--- Start of MATERIAL FOR THIS TASK ---
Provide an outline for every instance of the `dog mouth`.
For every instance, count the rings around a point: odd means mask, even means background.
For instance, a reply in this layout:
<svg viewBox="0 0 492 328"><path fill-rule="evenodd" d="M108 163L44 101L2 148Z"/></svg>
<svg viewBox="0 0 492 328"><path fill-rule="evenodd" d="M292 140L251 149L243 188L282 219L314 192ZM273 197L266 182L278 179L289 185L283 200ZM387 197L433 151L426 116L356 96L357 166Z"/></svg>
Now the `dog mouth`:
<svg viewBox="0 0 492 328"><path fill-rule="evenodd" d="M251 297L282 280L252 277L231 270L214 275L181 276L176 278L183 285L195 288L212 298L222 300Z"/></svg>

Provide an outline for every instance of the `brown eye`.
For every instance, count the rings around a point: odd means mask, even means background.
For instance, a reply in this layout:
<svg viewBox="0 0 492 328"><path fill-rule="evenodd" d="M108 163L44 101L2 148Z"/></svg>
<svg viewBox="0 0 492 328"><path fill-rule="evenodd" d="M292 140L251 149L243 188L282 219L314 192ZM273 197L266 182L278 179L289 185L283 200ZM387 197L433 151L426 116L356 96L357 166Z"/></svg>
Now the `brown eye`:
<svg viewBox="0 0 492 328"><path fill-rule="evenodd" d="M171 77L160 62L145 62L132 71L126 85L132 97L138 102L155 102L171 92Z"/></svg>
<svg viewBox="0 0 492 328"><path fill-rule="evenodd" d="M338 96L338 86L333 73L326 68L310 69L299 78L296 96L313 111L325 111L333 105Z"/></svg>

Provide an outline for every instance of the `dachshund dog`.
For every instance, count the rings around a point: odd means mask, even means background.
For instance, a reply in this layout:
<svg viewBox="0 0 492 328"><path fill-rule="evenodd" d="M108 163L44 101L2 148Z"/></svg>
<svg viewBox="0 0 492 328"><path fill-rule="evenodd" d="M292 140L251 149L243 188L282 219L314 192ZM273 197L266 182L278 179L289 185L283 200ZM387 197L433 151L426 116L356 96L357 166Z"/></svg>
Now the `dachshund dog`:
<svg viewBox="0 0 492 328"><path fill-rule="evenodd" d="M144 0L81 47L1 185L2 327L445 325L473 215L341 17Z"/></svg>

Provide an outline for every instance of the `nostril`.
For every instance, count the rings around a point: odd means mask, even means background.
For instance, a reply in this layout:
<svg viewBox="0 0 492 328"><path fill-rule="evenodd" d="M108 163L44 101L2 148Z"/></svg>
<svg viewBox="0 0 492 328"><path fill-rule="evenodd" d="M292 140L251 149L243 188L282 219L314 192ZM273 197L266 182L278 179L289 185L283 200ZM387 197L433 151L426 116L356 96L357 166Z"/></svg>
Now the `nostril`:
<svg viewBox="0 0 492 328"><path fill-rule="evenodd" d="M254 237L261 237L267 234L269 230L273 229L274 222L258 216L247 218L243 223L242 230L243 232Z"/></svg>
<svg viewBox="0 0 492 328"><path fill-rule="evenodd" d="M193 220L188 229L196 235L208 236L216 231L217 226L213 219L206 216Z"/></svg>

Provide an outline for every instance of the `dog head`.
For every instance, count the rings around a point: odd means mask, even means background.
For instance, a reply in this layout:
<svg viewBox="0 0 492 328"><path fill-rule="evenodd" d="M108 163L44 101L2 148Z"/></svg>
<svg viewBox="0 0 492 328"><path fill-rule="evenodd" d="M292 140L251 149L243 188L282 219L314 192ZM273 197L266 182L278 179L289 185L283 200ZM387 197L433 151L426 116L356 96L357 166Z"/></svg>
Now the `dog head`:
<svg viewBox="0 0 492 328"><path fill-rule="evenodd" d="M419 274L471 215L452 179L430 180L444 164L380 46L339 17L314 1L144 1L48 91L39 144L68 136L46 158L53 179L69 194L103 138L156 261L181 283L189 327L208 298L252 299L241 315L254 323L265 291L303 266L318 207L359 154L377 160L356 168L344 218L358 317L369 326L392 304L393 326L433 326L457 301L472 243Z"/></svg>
--- End of MATERIAL FOR THIS TASK ---
GIVEN EXERCISE.
Write out the records verbatim, from their first line through the line containing "297L282 280L252 277L231", including that line.

RESULT.
Provide an outline for every instance of the `dog mouth`.
For every instance, count the rings around a point: odd means mask, even means background.
For instance, a reply in this layout:
<svg viewBox="0 0 492 328"><path fill-rule="evenodd" d="M108 163L44 101L2 148Z"/></svg>
<svg viewBox="0 0 492 328"><path fill-rule="evenodd" d="M292 140L251 149L243 188L282 219L314 192ZM273 197L266 182L278 179L289 185L283 200ZM387 197L433 151L426 116L356 96L357 166Z"/></svg>
Now the `dog mouth`:
<svg viewBox="0 0 492 328"><path fill-rule="evenodd" d="M251 297L282 280L252 277L231 270L214 275L181 276L176 278L183 285L195 288L212 298L222 300Z"/></svg>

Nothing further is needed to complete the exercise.